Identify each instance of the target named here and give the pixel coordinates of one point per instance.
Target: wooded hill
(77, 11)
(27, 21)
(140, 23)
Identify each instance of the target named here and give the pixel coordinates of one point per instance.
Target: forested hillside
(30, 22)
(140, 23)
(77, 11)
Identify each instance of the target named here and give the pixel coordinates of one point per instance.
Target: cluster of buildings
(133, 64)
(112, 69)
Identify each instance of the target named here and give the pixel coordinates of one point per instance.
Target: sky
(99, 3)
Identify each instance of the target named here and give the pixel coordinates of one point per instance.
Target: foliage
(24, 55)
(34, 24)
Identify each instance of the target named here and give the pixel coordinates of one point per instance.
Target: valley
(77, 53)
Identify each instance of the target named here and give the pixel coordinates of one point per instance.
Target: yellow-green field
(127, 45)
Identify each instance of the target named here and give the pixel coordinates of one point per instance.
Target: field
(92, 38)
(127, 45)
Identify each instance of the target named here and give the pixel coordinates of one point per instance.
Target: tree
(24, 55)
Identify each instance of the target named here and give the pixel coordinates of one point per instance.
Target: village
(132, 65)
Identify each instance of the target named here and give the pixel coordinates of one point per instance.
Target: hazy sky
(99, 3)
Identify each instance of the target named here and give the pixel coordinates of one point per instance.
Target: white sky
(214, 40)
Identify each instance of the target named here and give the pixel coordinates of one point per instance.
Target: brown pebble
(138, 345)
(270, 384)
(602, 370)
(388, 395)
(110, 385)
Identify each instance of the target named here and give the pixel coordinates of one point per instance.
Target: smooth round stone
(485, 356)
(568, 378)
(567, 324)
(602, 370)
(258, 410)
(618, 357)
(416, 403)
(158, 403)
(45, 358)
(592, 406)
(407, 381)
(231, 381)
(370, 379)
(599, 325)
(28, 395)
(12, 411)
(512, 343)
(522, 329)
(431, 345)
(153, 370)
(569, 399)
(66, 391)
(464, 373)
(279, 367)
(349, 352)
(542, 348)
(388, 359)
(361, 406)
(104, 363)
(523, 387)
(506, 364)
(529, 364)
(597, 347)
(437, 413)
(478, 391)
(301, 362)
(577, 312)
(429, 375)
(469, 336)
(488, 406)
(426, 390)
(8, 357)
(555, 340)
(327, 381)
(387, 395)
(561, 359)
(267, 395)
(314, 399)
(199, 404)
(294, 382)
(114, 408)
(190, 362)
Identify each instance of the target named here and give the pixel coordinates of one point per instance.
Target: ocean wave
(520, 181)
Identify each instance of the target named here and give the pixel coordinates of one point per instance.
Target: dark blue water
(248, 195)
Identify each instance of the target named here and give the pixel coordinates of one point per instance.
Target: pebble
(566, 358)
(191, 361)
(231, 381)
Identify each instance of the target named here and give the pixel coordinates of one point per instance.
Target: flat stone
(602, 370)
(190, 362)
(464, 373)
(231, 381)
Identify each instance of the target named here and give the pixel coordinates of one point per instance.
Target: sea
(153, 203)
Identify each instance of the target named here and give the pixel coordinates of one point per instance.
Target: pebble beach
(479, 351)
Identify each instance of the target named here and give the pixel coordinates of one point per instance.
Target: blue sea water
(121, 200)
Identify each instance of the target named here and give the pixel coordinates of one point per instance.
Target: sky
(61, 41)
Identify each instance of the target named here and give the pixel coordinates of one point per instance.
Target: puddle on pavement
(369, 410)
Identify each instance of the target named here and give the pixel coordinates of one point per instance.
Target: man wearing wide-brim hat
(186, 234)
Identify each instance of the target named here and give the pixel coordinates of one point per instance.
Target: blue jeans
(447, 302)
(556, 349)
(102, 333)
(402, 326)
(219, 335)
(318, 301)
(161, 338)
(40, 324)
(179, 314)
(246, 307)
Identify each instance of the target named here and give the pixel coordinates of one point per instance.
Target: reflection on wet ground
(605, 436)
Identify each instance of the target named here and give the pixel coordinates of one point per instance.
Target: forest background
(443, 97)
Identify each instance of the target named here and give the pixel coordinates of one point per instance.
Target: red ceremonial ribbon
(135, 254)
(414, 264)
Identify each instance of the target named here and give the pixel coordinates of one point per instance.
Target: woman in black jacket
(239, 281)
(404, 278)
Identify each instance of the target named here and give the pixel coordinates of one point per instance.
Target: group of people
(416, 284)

What you need to do ▸ Copy out the full listing exactly.

Written answer ▸
Identify each instance of the target named here and give the pixel coordinates of one point per instance.
Target: wooded hill
(77, 11)
(27, 21)
(140, 23)
Identify each instance of the target named here and give the pixel coordinates of one point per instance.
Target: forested hillside
(30, 22)
(140, 23)
(77, 11)
Identify each instance of the target named here and give the pixel coordinates of one point per instance.
Target: cluster of buildings
(133, 64)
(112, 69)
Identify each instance of the target named here and give the pixel coordinates of one point per instance.
Target: sky
(99, 3)
Identify each instance of the target named here and give the pixel coordinates of one point per instance.
Target: foliage
(24, 55)
(34, 24)
Identify each instance of the target named here and give the pixel coordinates of one point per instance.
Target: valley
(77, 53)
Identify each instance of the target named here and give the pixel coordinates of one point per instance.
Target: yellow-green field
(127, 45)
Identify each instance of the target named here and give the pixel coordinates of one point per instance.
Target: field
(92, 38)
(127, 45)
Identify each instance of the target named here and give the pixel coordinates of one point per instance.
Target: tree
(24, 55)
Identify each instance of the target named here and give the pixel coordinates of one point per instance.
Target: village
(132, 65)
Identify each instance of the target named here and give the pixel coordinates of one point per instance.
Target: hazy sky
(99, 3)
Identify each instance of the target named here and give the pixel coordinates of one point per instance.
Target: white sky
(214, 40)
Identify each instance of the target named here and give the pixel coordinates of one point per instance.
Target: brown pebble
(138, 345)
(270, 384)
(602, 370)
(388, 395)
(110, 385)
Identify each instance of the target named here and give the pixel coordinates of one point per instance.
Target: smooth round stone
(485, 356)
(568, 378)
(567, 324)
(602, 370)
(258, 410)
(618, 357)
(416, 403)
(158, 403)
(45, 358)
(592, 406)
(407, 381)
(231, 381)
(370, 379)
(599, 325)
(28, 395)
(12, 411)
(512, 343)
(522, 329)
(431, 345)
(153, 370)
(569, 399)
(66, 391)
(464, 373)
(279, 367)
(349, 352)
(542, 348)
(388, 359)
(361, 406)
(104, 363)
(523, 387)
(506, 364)
(529, 364)
(597, 347)
(437, 413)
(478, 391)
(301, 362)
(577, 312)
(429, 375)
(469, 336)
(488, 406)
(426, 390)
(8, 357)
(555, 340)
(327, 381)
(387, 395)
(561, 359)
(267, 395)
(314, 399)
(199, 404)
(294, 382)
(114, 408)
(190, 362)
Identify each instance of the target named here and give the pixel coordinates of one point per instance.
Target: ocean wave
(520, 181)
Identify each instance of the target named here and give the pixel coordinates of one point per instance.
Target: dark blue water
(248, 195)
Identify each instance of the target named here and give the pixel coordinates of one point per instance.
Target: pebble
(566, 358)
(191, 361)
(231, 381)
Identify each instance of the target named here and give the pixel coordinates of one point per instance.
Target: flat stone
(602, 370)
(190, 362)
(464, 373)
(231, 381)
Identify each instance of the target named here and give the pixel coordinates of one point per instance.
Target: sea
(153, 203)
Identify each instance of the target named here and give the pixel coordinates of one point per instance.
Target: pebble beach
(479, 351)
Identify each instance of the target named here and give the pixel coordinates of one point per instance.
Target: blue sea water
(121, 200)
Identify each instance of the target named here and give the pixel coordinates of one point per instance.
Target: sky
(61, 41)
Identify each instance of the target named here and give the pixel coordinates of one point per instance.
Target: puddle on pavement
(369, 410)
Identify each instance of the target named here and give the pixel coordinates of one point per instance.
Target: man wearing wide-brim hat
(186, 234)
Identify each instance of the target named here and give the pixel coordinates of one point per instance.
Target: blue jeans
(447, 302)
(556, 349)
(102, 333)
(402, 326)
(219, 335)
(318, 301)
(161, 338)
(40, 324)
(179, 314)
(246, 307)
Identify each instance of the target named here and give the pixel coordinates of one point per instance.
Target: reflection on wet ground
(605, 436)
Identify each instance of the target named here and give the pixel coordinates of one point per instance.
Target: forest background
(443, 97)
Identify each instance of the target named here and give the pixel coordinates of one point per instance.
Target: red ceremonial ribbon
(135, 254)
(414, 264)
Identify each instance of the target named here and give the pixel coordinates of one point per instance.
Target: woman in black jacket
(239, 281)
(404, 278)
Identify each instance of the target named here and give the pixel coordinates of one point per instance.
Target: group of people
(416, 284)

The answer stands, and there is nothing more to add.